* [Task details]:
Begin with the line holding "[locate] the woman's" and write out each following line to the end of the data, exactly. Pictures are left out.

* [Given entries]:
----------------

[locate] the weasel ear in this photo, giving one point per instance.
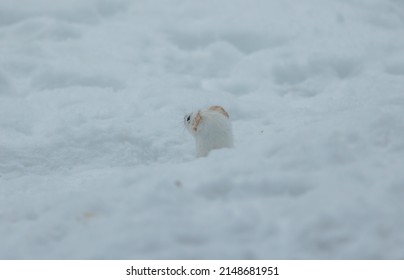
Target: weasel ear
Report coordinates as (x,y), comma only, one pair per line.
(196,122)
(220,110)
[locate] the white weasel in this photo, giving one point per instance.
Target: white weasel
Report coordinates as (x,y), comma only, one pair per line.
(211,128)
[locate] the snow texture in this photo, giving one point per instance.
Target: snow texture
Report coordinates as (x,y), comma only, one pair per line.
(95,162)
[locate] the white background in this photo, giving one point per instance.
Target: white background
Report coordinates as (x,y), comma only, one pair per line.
(95,162)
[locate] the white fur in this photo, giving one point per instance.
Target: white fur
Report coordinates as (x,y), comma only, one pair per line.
(214,130)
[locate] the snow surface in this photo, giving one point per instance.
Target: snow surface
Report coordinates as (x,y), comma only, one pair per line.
(95,162)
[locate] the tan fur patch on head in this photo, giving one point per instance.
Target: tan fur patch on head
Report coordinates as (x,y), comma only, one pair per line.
(220,110)
(197,120)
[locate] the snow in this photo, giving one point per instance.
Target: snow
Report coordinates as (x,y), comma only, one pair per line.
(95,162)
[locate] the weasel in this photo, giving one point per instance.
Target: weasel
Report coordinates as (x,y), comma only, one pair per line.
(211,129)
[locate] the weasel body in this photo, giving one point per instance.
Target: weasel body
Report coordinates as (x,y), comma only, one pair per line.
(211,129)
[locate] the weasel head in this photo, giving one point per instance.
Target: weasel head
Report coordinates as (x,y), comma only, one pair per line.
(192,121)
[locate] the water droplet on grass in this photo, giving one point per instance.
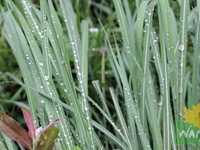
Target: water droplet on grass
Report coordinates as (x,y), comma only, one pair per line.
(41,64)
(181,47)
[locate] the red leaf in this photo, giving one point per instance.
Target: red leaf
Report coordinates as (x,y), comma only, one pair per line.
(29,122)
(14,131)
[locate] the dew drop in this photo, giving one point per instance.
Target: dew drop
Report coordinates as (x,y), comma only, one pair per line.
(46,77)
(181,47)
(41,64)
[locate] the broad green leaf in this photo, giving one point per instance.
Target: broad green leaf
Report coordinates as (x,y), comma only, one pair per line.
(29,122)
(47,139)
(14,131)
(76,148)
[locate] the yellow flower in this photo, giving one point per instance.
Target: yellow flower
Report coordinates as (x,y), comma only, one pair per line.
(192,116)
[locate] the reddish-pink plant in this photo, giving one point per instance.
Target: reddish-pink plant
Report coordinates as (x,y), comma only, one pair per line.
(27,139)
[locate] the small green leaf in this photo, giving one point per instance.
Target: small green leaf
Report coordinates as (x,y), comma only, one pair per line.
(47,139)
(76,148)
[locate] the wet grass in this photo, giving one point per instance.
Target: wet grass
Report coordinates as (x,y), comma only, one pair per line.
(126,95)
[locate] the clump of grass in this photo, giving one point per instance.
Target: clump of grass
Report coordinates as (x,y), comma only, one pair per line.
(152,81)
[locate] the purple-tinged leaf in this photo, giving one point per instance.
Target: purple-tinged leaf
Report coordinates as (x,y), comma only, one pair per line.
(47,139)
(52,124)
(14,131)
(29,122)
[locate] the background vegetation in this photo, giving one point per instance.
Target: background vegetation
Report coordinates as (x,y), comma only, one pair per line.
(120,87)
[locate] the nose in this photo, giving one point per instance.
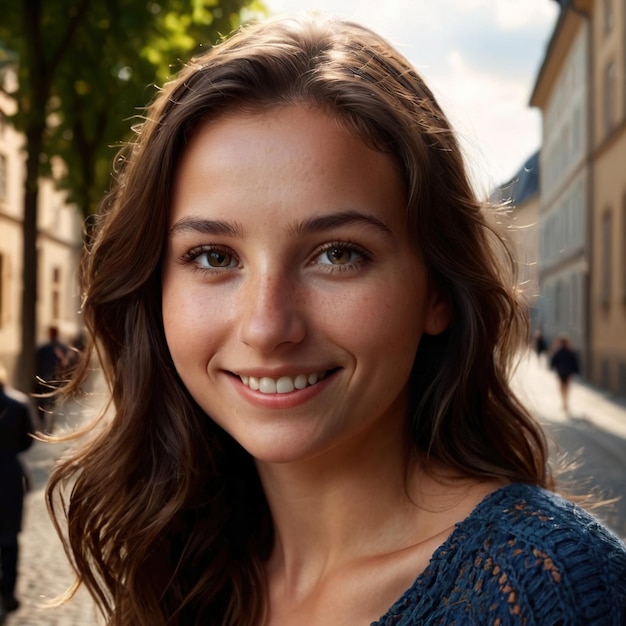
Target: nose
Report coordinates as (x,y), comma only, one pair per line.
(271,313)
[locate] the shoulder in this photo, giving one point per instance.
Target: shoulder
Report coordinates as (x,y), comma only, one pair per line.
(550,554)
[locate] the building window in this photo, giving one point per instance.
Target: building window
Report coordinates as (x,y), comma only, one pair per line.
(56,293)
(2,288)
(609,16)
(3,178)
(609,98)
(605,263)
(623,247)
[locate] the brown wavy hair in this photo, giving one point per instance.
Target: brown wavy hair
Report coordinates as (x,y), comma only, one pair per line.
(167,521)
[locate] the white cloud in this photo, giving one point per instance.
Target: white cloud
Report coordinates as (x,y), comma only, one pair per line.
(479,57)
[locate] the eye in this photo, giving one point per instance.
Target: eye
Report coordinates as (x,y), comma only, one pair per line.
(341,254)
(211,257)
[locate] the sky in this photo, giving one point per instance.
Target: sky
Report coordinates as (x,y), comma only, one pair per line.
(481,59)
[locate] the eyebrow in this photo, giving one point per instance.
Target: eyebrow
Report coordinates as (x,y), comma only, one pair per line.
(309,226)
(191,224)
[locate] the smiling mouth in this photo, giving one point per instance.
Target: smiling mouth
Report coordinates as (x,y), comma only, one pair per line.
(284,384)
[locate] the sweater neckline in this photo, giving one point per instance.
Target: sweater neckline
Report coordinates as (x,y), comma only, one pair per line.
(441,551)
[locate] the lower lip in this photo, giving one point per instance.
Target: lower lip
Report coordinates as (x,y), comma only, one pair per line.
(280,400)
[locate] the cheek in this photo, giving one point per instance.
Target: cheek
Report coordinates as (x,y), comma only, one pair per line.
(188,321)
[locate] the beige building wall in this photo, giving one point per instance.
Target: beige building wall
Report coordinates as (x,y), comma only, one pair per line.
(608,270)
(59,245)
(562,94)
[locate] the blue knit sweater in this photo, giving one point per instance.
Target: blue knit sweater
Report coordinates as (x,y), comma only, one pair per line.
(524,556)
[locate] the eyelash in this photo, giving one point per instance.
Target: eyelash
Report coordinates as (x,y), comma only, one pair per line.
(348,246)
(191,257)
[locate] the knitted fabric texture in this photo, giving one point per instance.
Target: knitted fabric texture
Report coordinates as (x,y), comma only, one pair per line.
(524,556)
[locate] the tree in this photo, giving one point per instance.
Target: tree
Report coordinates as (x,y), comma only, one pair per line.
(84,70)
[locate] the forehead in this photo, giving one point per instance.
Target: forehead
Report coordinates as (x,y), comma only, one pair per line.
(290,157)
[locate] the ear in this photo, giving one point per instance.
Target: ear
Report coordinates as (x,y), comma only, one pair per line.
(438,313)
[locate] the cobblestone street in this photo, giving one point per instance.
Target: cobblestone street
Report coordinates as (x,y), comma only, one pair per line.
(44,572)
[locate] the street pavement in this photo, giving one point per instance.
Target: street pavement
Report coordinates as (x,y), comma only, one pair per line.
(596,419)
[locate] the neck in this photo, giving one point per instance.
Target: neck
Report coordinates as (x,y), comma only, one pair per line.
(334,510)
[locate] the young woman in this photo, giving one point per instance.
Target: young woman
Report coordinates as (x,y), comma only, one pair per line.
(307,324)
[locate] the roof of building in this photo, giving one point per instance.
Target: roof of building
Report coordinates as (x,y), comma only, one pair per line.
(524,185)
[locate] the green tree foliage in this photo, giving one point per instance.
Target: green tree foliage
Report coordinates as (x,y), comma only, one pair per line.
(86,68)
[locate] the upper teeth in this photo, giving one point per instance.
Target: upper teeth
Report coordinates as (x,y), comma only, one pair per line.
(284,384)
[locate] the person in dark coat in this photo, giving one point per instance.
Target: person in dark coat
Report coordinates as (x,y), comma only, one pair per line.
(565,362)
(16,428)
(541,345)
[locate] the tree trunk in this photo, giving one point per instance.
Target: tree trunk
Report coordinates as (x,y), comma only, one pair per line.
(30,265)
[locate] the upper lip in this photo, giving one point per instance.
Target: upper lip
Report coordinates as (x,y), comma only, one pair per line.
(277,373)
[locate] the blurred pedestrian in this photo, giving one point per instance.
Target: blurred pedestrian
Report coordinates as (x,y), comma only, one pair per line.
(565,362)
(16,428)
(52,358)
(541,345)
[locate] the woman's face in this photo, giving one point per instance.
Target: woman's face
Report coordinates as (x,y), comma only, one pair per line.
(293,299)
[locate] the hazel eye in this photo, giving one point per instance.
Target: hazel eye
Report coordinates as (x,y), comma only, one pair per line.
(340,254)
(212,258)
(217,258)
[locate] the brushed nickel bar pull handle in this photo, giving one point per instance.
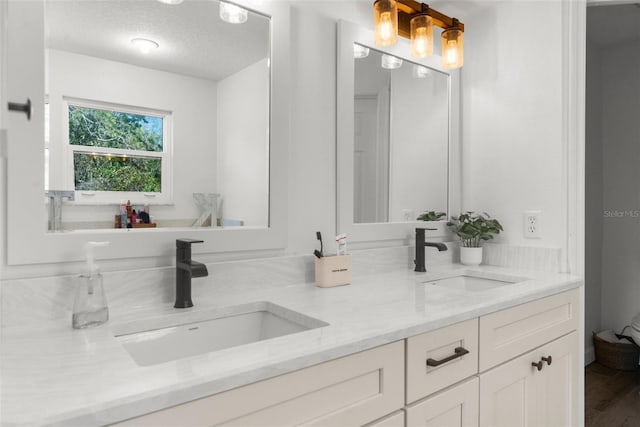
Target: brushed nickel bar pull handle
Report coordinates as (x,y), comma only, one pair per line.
(22,108)
(458,352)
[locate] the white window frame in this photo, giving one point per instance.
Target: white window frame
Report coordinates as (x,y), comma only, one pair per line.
(87,197)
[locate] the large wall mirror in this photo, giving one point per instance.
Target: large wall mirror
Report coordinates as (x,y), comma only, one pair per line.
(190,119)
(150,103)
(397,138)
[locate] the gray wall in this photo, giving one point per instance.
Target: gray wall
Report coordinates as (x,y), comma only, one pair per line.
(621,179)
(593,196)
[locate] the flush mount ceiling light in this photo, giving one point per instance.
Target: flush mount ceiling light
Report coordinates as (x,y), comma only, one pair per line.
(233,14)
(420,71)
(144,45)
(360,51)
(413,20)
(390,62)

----------------

* [Task solution]:
[locate] the woman's face in this photo, giving one point per instance.
Target: woman's face
Report coordinates as (x,y), comma only, one pair per line.
(293,299)
[locate] the hazel eye in this photo, giving one point per instance.
Target: hazel eye
Report coordinates as (x,y), comma only, one pair per line.
(340,254)
(212,258)
(217,258)
[locate] the brushed nickel bar pull handle in this photo, giving one point per instance.
Target: brushed nickel bar pull handle
Report coordinates as (x,y), comma only, one pair per line.
(22,108)
(458,352)
[locate] the white window frame in this photo, giving one point per instance.
Target: white window frame
Report coordinates as (x,y), comma only, one pair per line.
(87,197)
[locate] the large wall mirror in this photo, giving one point per instance.
Target: large wall mirror
Report coordinates as (x,y), comma only, one pair per line.
(190,119)
(150,103)
(397,138)
[locate] the gray wall in this photo, giving one point per instance.
Target: gray wall
Report coordinates as (x,y), comma only, one pair per line.
(621,179)
(593,196)
[locate] the flush mount ceiling light in this photo, giving one point per instance.
Target: flush mount ceiling light
Report coordinates as (x,y), comma only, one pair per line.
(233,14)
(420,71)
(144,45)
(360,51)
(413,20)
(390,62)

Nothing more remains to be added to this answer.